**Location labeling records:**

━━━━━━━━━━━━━━━━━━━━

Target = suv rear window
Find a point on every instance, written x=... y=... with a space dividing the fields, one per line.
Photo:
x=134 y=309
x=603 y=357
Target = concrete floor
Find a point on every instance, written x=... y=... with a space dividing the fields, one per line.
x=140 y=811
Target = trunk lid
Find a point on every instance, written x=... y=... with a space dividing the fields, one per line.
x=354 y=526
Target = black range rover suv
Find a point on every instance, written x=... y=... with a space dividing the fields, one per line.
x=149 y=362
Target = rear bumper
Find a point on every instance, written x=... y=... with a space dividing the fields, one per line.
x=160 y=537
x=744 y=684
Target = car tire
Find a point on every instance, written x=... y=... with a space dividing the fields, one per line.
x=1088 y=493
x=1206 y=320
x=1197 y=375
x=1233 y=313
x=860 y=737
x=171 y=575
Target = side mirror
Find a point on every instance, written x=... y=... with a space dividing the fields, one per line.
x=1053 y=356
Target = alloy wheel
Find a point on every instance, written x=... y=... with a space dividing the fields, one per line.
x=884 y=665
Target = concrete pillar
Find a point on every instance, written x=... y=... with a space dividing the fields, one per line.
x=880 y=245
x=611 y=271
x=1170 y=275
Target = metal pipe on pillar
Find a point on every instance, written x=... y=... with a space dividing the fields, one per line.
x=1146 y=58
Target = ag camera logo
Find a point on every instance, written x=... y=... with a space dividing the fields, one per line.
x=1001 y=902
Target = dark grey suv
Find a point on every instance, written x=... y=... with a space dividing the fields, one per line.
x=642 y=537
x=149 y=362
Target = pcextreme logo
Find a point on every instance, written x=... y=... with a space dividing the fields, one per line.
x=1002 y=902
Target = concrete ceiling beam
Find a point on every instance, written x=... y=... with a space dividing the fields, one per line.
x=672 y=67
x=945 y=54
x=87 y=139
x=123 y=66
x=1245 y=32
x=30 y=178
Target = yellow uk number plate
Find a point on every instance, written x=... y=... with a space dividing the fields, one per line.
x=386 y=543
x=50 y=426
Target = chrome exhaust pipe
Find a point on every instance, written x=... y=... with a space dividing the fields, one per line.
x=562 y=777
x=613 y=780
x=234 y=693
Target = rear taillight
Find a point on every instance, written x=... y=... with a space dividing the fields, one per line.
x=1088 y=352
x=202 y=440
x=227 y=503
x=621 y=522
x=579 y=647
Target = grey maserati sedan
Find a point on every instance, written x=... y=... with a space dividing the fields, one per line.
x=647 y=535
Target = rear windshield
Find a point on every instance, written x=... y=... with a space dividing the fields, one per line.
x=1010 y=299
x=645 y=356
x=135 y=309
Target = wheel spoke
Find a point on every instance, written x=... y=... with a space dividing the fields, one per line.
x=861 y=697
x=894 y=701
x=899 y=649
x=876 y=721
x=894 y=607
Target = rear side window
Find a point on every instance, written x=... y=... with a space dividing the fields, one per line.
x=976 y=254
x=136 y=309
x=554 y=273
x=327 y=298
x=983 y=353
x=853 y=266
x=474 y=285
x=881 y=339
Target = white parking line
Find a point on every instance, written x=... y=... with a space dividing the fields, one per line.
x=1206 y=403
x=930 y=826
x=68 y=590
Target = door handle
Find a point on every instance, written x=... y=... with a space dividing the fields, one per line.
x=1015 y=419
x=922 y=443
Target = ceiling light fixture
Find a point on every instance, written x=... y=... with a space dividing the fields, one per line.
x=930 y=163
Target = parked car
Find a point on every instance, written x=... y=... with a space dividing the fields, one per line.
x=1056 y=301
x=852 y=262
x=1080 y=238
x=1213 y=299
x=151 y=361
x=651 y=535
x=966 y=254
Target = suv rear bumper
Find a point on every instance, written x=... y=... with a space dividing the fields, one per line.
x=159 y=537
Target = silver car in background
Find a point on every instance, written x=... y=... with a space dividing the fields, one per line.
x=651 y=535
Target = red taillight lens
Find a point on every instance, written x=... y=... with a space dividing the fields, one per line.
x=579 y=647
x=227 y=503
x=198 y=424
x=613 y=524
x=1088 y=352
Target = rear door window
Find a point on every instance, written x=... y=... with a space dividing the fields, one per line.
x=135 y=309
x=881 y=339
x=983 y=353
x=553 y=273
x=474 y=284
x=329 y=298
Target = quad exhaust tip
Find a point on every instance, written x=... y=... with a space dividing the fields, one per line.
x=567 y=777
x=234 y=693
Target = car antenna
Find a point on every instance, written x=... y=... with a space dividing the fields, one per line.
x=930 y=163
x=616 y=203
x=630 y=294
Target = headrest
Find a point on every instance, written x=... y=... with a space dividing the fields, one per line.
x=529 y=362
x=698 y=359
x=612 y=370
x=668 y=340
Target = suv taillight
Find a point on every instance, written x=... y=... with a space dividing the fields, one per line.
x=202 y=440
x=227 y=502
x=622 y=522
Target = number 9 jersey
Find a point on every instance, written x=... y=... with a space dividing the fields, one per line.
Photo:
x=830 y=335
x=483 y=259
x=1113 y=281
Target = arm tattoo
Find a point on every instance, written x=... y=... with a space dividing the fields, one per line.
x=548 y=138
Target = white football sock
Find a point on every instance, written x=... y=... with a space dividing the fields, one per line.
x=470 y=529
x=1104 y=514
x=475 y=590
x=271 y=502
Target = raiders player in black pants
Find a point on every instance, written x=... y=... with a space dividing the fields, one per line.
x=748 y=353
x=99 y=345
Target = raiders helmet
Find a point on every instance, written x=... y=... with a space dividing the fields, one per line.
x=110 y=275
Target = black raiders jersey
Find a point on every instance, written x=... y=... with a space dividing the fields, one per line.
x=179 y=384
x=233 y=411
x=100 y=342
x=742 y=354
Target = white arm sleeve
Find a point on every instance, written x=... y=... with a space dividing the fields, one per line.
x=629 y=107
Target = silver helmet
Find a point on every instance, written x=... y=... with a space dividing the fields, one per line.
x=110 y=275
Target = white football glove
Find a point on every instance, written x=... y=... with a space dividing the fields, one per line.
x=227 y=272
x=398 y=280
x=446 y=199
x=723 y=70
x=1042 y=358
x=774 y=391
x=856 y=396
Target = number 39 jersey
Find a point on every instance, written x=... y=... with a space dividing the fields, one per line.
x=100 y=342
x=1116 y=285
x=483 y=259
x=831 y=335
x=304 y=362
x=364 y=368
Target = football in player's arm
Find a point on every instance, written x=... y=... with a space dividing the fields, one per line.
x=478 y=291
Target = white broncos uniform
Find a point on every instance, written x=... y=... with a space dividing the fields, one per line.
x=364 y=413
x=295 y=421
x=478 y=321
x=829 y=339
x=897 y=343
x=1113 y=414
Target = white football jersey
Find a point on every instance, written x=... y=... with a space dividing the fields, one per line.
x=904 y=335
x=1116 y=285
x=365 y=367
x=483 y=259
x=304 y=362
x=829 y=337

━━━━━━━━━━━━━━━━━━━━

**OBJECTIVE:** Substitute "one on each line" for "one per line" everywhere in the lines above, and give all of the lines back with nothing else changed.

**FINISHED ANSWER:**
Target = suv rear window
Find a point on every instance, written x=... y=... with a space dividing the fields, one on each line.
Photo:
x=134 y=309
x=603 y=357
Target = concrete floor
Find a point on every instance, written x=... y=... with a space dividing the fields, one on each line.
x=140 y=811
Target = trunk lid
Find a point on every instance, written x=... y=... with a space dividing the fields, one on each line.
x=354 y=526
Target = black range rover suv
Find a point on every instance, written x=... y=... with a space dividing the fields, one on each line.
x=149 y=362
Target = rear bumper
Find a point on every instance, written x=... y=... with a space dividing the fields, one on each line.
x=160 y=537
x=744 y=684
Target = car tire
Find a point on every instance, written x=... y=... with a space dividing the fields, one on each line.
x=1088 y=493
x=1206 y=320
x=1197 y=375
x=1233 y=313
x=860 y=737
x=171 y=575
Target = side mirror
Find a point on every instance, written x=... y=... with a space dividing the fields, one on each line.
x=1053 y=356
Target = alloy wheel
Find a point on every instance, written x=... y=... with a space dividing the fields, one on each line.
x=884 y=665
Target = concrete pillar
Find a point on every instance, written x=... y=... with a space dividing the fields, one on each line.
x=880 y=245
x=611 y=271
x=1170 y=275
Target = metal pipe on pillar
Find a point on every instance, written x=... y=... with a space dividing the fields, one on each line.
x=1146 y=58
Target = ag camera logo
Find a point on every instance, written x=... y=... with a space dividing the fields, one on each line.
x=1001 y=902
Target = dark grey suv
Find a point on every instance, written x=... y=... with a space dividing the fields, one on each line.
x=642 y=537
x=149 y=362
Target = pcextreme logo
Find a point on every instance, written x=... y=... with a space dividing the fields, one on each line.
x=1002 y=902
Target = concrete ceiling beam
Find a point on every instance, written x=... y=... with a space dividing the fields, one on each line.
x=672 y=67
x=945 y=54
x=87 y=139
x=123 y=66
x=1245 y=32
x=30 y=178
Target = yellow uk number plate
Find a point on every instance, written x=... y=... with a space dividing the fields, one on each line.
x=386 y=543
x=50 y=426
Target = chrome exhaust pipe
Find a point on every instance, written x=... y=... with a space dividing the fields, one on each line.
x=562 y=777
x=613 y=780
x=234 y=693
Target = rear taillight
Find a point on every instance, written x=... y=... with a space dividing the fields, one on each line.
x=1088 y=352
x=202 y=440
x=227 y=503
x=621 y=522
x=579 y=647
Target = grey maserati sedan
Find a point on every instance, written x=... y=... with a space dividing the fields, one on each line.
x=647 y=535
Target = rear windshield
Find a point on every instance, written x=... y=... with a space dividing the fields, one on each line.
x=1010 y=299
x=645 y=356
x=135 y=309
Target = wheel spoke
Find a point on every instance, written x=... y=... with a space dividing the fields, one on each line.
x=861 y=697
x=894 y=701
x=899 y=649
x=876 y=721
x=894 y=607
Target = rear side window
Find a point on every instance, written x=... y=... with a space dividing the fields, one on each line.
x=976 y=254
x=136 y=309
x=554 y=273
x=327 y=298
x=983 y=353
x=853 y=266
x=474 y=285
x=881 y=339
Target = white parking line
Find a point on every instance, written x=... y=... with a space dividing the fields, one on each line.
x=1206 y=403
x=930 y=826
x=68 y=590
Target = door handle
Find a point on every instance, written x=... y=... with a space dividing the fields, one on each line.
x=1015 y=419
x=922 y=443
Target = ceiling light fixture
Find a point on every instance, written x=... y=... with a space dividing the fields, one on each line.
x=930 y=163
Target = parked car
Find a point on every instance, written x=... y=... with a space dividing the fields, one on each line.
x=1056 y=301
x=852 y=262
x=1080 y=238
x=1213 y=299
x=151 y=361
x=651 y=535
x=966 y=254
Target = suv rear bumper
Find a point on every instance, written x=... y=... with a space dividing the fields, one on each line.
x=159 y=537
Target = silver car in background
Find a point on every instance, written x=... y=... with a space dividing the fields, one on each line.
x=651 y=535
Target = red taillight lens
Find a point on every instance, written x=... y=... with a space dividing the fields, one on each line.
x=579 y=647
x=227 y=503
x=198 y=424
x=613 y=524
x=1088 y=352
Target = rear door window
Find a point on every instance, written x=... y=... with a space dividing the fields, one on each line.
x=135 y=309
x=881 y=339
x=983 y=353
x=553 y=273
x=474 y=284
x=329 y=298
Target = quad exhaust tip
Find a point on every instance, written x=... y=... with a space dividing the fields, one on each line.
x=567 y=777
x=234 y=693
Target = car antenna
Find a point on every instance, written x=... y=... with a space dividing the fields, one on each line.
x=930 y=163
x=616 y=203
x=630 y=294
Target = headrest
Find a point on every instance, written x=... y=... with a space dividing the fields, one on each line.
x=529 y=362
x=698 y=359
x=612 y=370
x=668 y=340
Target = suv taillight
Find a point on every instance, written x=... y=... with a space dividing the fields, one on each line.
x=202 y=440
x=227 y=502
x=622 y=522
Target = number 9 jersey
Find a point on every instance, written x=... y=... with a space dividing the fields, one on each line.
Photo:
x=830 y=335
x=483 y=259
x=1113 y=281
Target = arm tattoo
Find a point on every instance, written x=... y=... with a space dividing the fields, one on each line.
x=548 y=138
Target = white football sock
Find a point on every instance, written x=... y=... with a space dividing the fields, one on each line.
x=470 y=529
x=1104 y=514
x=475 y=590
x=271 y=502
Target = raiders player in black pants
Find a point on every instance, written x=... y=... with a space dividing the fields, one on each line.
x=748 y=353
x=99 y=345
Target = raiders helmet
Find a point on every instance, written x=... y=... with a space dividing the fields, one on each line.
x=110 y=275
Target = black raiders jersey
Find a point on every instance, written x=... y=... with a space dividing the fields, one on each line.
x=179 y=384
x=233 y=411
x=100 y=342
x=742 y=354
Target = white arm sleeve
Find a point on every instance, written x=... y=... with a space dividing the fields, one on each line.
x=629 y=107
Target = silver helmet
Find a point on every instance, written x=... y=... with a space dividing the fields, one on each line.
x=110 y=275
Target = white football glove
Find a point on every instance, written x=... y=... with a space dividing the fields, one on each line.
x=227 y=272
x=398 y=280
x=446 y=199
x=723 y=70
x=1042 y=358
x=774 y=391
x=856 y=396
Target = number 39 jersey
Find a point on every instance, written x=... y=... with a space dividing the fields, one on each line.
x=100 y=342
x=1116 y=285
x=483 y=259
x=831 y=335
x=304 y=362
x=364 y=368
Target = football in player's arm
Find a point on every instance, written x=... y=... with a space dividing the fields, one on each line.
x=478 y=291
Target = white broncos uniform
Find a point on every instance, written x=... y=... with a space dividing the fields, one on each line.
x=364 y=413
x=295 y=421
x=478 y=321
x=829 y=339
x=897 y=343
x=1113 y=414
Target = white football jersey
Find a point on every instance, written x=... y=... with a space dividing the fields, one on each line.
x=904 y=335
x=1116 y=285
x=365 y=367
x=483 y=259
x=304 y=362
x=829 y=337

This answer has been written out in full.